**What is required**
Can you copy out, word for word, the rows that run from the line containing "target | girl in striped jersey" up to and including the last row below?

..............................

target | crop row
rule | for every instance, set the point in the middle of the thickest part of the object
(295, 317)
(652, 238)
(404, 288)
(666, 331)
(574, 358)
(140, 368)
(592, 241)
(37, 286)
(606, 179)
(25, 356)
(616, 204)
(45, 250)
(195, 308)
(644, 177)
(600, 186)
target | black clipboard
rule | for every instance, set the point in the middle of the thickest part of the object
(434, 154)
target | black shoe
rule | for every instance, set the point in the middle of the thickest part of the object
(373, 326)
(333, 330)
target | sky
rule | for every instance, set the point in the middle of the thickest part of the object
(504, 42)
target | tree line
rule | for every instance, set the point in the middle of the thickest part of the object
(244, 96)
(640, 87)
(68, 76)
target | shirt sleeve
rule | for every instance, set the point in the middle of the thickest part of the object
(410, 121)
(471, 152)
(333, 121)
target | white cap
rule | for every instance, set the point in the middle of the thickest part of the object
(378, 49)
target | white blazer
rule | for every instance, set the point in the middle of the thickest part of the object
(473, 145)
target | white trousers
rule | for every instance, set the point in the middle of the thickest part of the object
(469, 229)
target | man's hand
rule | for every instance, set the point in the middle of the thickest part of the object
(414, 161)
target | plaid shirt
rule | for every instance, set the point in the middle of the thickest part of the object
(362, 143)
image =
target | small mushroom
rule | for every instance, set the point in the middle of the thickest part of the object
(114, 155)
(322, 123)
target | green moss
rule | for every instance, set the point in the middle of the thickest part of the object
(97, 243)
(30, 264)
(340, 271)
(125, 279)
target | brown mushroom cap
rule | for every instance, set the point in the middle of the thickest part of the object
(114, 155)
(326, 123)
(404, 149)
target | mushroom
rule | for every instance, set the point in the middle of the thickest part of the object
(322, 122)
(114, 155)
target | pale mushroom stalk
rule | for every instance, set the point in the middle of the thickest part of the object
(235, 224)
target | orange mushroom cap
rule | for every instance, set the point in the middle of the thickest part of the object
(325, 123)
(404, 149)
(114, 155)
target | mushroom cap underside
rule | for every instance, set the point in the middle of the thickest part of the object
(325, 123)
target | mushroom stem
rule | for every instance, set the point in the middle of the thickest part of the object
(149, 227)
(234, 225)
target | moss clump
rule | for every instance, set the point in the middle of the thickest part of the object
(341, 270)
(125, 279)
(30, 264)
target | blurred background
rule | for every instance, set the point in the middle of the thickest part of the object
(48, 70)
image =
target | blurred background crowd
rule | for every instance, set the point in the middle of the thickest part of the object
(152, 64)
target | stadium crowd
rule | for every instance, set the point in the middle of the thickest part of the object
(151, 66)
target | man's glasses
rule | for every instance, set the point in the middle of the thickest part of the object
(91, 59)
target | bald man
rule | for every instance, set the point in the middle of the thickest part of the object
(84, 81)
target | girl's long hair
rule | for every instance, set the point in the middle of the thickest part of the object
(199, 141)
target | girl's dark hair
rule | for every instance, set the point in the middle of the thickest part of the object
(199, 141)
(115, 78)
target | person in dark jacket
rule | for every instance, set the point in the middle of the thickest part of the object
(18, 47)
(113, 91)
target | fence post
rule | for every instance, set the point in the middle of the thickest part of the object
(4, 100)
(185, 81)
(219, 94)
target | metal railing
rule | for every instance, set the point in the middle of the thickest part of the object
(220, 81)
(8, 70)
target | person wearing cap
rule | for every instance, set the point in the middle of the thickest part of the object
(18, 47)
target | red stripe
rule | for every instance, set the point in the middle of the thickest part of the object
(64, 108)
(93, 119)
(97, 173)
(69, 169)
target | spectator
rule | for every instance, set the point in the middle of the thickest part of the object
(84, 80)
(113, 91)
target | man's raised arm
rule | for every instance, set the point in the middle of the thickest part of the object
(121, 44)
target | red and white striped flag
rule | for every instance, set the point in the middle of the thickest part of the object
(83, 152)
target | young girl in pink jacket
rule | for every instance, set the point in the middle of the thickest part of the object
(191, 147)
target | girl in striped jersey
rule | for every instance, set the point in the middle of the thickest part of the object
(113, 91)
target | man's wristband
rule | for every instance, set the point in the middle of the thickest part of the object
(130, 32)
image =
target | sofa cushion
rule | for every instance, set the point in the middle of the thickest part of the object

..............................

**Completed task**
target | girl in striped jersey
rule | for every instance, set the point in the middle of the thickest part of the object
(113, 91)
target | man's wristband
rule | for every instance, set the point in the middle of the thickest part of the object
(130, 32)
image =
target | sofa cushion
rule | for every instance, set the point in the middle of the thickest part of the object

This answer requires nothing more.